The CAP theorem isn’t a choice of two out of three; for any practical distributed system, network partitions are a given. The real engineering work lies in navigating the trade-offs between Consistency and Availability during these partitions. Google Cloud Pub/Sub, a globally distributed messaging system, is designed with a strong bias towards Availability (AP). It guarantees at-least-once message delivery, ensuring that subscribers can almost always receive messages as long as they can reach a Google front-end. This is excellent for system decoupling and resilience, but it offloads the consistency problem to the consumer. A common mistake is to treat “at-least-once” as sufficient, leading to subtle bugs in production when duplicate messages trigger non-idempotent operations, causing data corruption or erroneous financial transactions.
The challenge is to build a consumer that enforces “effectively-once” processing on top of an AP system. This requires shifting the balance from high availability towards stronger consistency at the application layer. We will implement this by building a Go Kit-based microservice that consumes from Pub/Sub, using an external state store (like Redis) to manage idempotency. This architecture makes the CAP trade-off explicit: our service’s ability to process new messages becomes dependent on the availability of our consistency-enforcing layer.
graph TD subgraph "Google Cloud" Publisher --"Message (ID: M1)"--> PubSubTopic PubSubTopic --"At-least-once delivery"--> PubSubSubscription end subgraph "Consumer Service (Go Kit)" PubSubSubscription --"pull(M1)"--> SubscriberTransport SubscriberTransport --"decode()"--> IdempotencyMiddleware IdempotencyMiddleware --"1. check(M1)"--> Redis Redis --"2. M1 not found"--> IdempotencyMiddleware IdempotencyMiddleware --"3. invoke()"--> BusinessEndpoint BusinessEndpoint --"4. process()"--> BusinessDatabase BusinessDatabase --"5. success"--> BusinessEndpoint BusinessEndpoint --"6. success"--> IdempotencyMiddleware IdempotencyMiddleware --"7. set(M1)"--> Redis Redis --"8. OK"--> IdempotencyMiddleware IdempotencyMiddleware --"9. success"--> SubscriberTransport SubscriberTransport --"10. ack(M1)"--> PubSubSubscription end subgraph "Duplicate Delivery Scenario" PubSubSubscription --"pull(M1) again"--> SubscriberTransport_Dup SubscriberTransport_Dup --> IdempotencyMiddleware_Dup IdempotencyMiddleware_Dup --"1. check(M1)"--> Redis Redis --"2. M1 found"--> IdempotencyMiddleware_Dup IdempotencyMiddleware_Dup --"3. skip logic, return success"--> SubscriberTransport_Dup SubscriberTransport_Dup --"4. ack(M1)"--> PubSubSubscription end style Redis fill:#f9f,stroke:#333,stroke-width:2px style BusinessDatabase fill:#ccf,stroke:#333,stroke-width:2px
The fundamental problem this architecture solves is preventing side effects from duplicate message processing. Our design introduces a deliberate coupling to a stateful component (Redis) to act as a source of truth for message processing history. If Redis is unavailable, our consumer must stop processing messages to avoid violating our consistency guarantee. This is the trade-off in action: we sacrifice the availability of our message processing pipeline for the consistency of our business state.

* _Collected material_
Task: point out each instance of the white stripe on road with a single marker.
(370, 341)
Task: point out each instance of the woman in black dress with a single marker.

* _Work to do_
A – Summarize the article on idempotent Pub/Sub consumers in two sentences.
B – Repeat, word for word, the part of the article on idempotent Pub/Sub consumers that opens with the words containing "The CAP theorem" and closes with "erroneous financial transactions.".
C – Proceed with the article on idempotent Pub/Sub consumers, picking up after its last sentence.
The data is separate material from the article on idempotent Pub/Sub consumers.

* _Per-task outputs_
A – Google Cloud Pub/Sub favors availability and guarantees at-least-once delivery, which leaves consumers to deal with duplicate messages that can cause data corruption or erroneous financial transactions when operations are not idempotent. The article builds a Go Kit consumer that uses an external store such as Redis to track processed messages and achieve effectively-once processing, and it accepts that the consumer must stop processing when Redis is unavailable.

B –
The CAP theorem isn’t a choice of two out of three; for any practical distributed system, network partitions are a given. The real engineering work lies in navigating the trade-offs between Consistency and Availability during these partitions. Google Cloud Pub/Sub, a globally distributed messaging system, is designed with a strong bias towards Availability (AP). It guarantees at-least-once message delivery, ensuring that subscribers can almost always receive messages as long as they can reach a Google front-end. This is excellent for system decoupling and resilience, but it offloads the consistency problem to the consumer. A common mistake is to treat “at-least-once” as sufficient, leading to subtle bugs in production when duplicate messages trigger non-idempotent operations, causing data corruption or erroneous financial transactions.

C –
Let’s begin by defining the core service components in Go. We’ll model a simple payments
service that processes payment events.
pkg/payments/service.go
package payments
import (
"context"
"errors"
"time"
)
// ErrInvalidPayment is returned for invalid payment data.
var ErrInvalidPayment = errors.New("invalid payment data")
// Payment represents a payment transaction event.
type Payment struct {
ID string `json:"id"`
Amount float64 `json:"amount"`
Currency string `json:"currency"`
SourceAccount string `json:"source_account"`
TargetAccount string `json:"target_account"`
Timestamp time.Time `json:"timestamp"`
}
// Service defines the interface for our payment processing business logic.
// In a real-world project, this would interact with a database.
type Service interface {
ProcessPayment(ctx context.Context, p Payment) error
}
// paymentsService is a concrete implementation of the Service interface.
type paymentsService struct {
// In a real application, this would hold a database connection pool.
// For this example, we just log the action.
}
// NewService creates a new payments service.
func NewService() Service {
return &paymentsService{}
}
// ProcessPayment implements the core business logic.
// This operation MUST be idempotent from a business logic perspective,
// or protected by an idempotency layer like we are building.
func (s *paymentsService) ProcessPayment(ctx context.Context, p Payment) error {
// Basic validation.
if p.ID == "" || p.Amount <= 0 || p.SourceAccount == "" || p.TargetAccount == "" {
return ErrInvalidPayment
}
// Simulate processing work, like database writes.
// In a real system, you might wrap multiple database calls in a transaction here.
// For example:
// tx, err := db.BeginTx(ctx, nil)
// defer tx.Rollback()
// 1. Debit source account
// 2. Credit target account
// 3. Record transaction log
// tx.Commit()
time.Sleep(50 * time.Millisecond) // Simulate DB latency.
// A real-world project would log with structured context.
// log.Info("Processed payment", "payment_id", p.ID, "amount", p.Amount)
return nil
}
With the core business logic defined, we construct the Go Kit components. The endpoint
wraps the service method, providing a generic signature that middlewares can operate on.
pkg/payments/endpoints.go
package payments
import (
"context"
"github.com/go-kit/kit/endpoint"
)
// Endpoints holds all Go Kit endpoints for the payments service.
type Endpoints struct {
ProcessPayment endpoint.Endpoint
}
// MakeEndpoints creates the endpoints for the service.
func MakeEndpoints(s Service) Endpoints {
return Endpoints{
ProcessPayment: makeProcessPaymentEndpoint(s),
}
}
func makeProcessPaymentEndpoint(s Service) endpoint.Endpoint {
return func(ctx context.Context, request interface{}) (response interface{}, err error) {
req, ok := request.(Payment)
if !ok {
return nil, errors.New("type assertion failed: request is not a Payment")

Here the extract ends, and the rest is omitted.